**DIRECTION**:
Write the records out again exactly, leaving no images in.

Coordinate annotation entries:
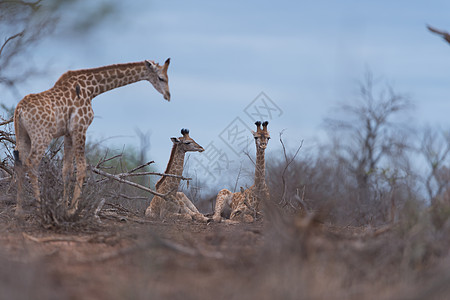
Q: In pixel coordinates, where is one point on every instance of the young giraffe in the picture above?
(176, 204)
(245, 205)
(65, 110)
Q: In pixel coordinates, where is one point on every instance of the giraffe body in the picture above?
(65, 110)
(176, 204)
(245, 205)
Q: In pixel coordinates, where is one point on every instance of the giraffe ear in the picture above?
(175, 140)
(150, 64)
(166, 65)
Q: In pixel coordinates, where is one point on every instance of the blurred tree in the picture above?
(25, 24)
(369, 130)
(435, 148)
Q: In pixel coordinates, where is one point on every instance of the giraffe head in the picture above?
(186, 143)
(157, 76)
(261, 135)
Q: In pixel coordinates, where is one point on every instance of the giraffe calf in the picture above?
(175, 204)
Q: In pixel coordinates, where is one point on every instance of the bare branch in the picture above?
(128, 174)
(141, 166)
(10, 39)
(121, 180)
(286, 166)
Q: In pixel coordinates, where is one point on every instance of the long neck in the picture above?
(175, 167)
(260, 169)
(103, 79)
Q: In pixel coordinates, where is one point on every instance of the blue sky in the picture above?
(306, 56)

**TASK ANSWER**:
Q: In pixel coordinates, where is one point on every instance of the young giraffe in the picture above?
(176, 204)
(245, 205)
(65, 110)
Q: In pixel coordinates, where is one point on every instance of the giraffe body in the picture above?
(65, 110)
(176, 204)
(245, 205)
Q: In pixel coordinates, where is one point on every instance of the giraffe ear in the picture above?
(175, 140)
(150, 64)
(166, 65)
Q: In pixel coordinates, where is one point on every instance of the blurred tree in the picture above?
(25, 24)
(369, 130)
(435, 148)
Q: In pixel coordinates, where is one point on every instance of the giraffe head in the picture above?
(186, 143)
(157, 76)
(261, 135)
Q: In pixel coordinates, where is one point on every instance of the giraffe calf in the picture above?
(175, 204)
Q: In pixel coordinates, where is one point on every instance of the bare branch in the picture above?
(128, 174)
(141, 166)
(10, 39)
(121, 180)
(286, 166)
Q: In pixel coordinates, where is one point on every instance of the long neck in the picture above?
(175, 167)
(260, 169)
(103, 79)
Q: In pixel coordinates, where is one point on every instance of the blue sky in the picture above?
(306, 56)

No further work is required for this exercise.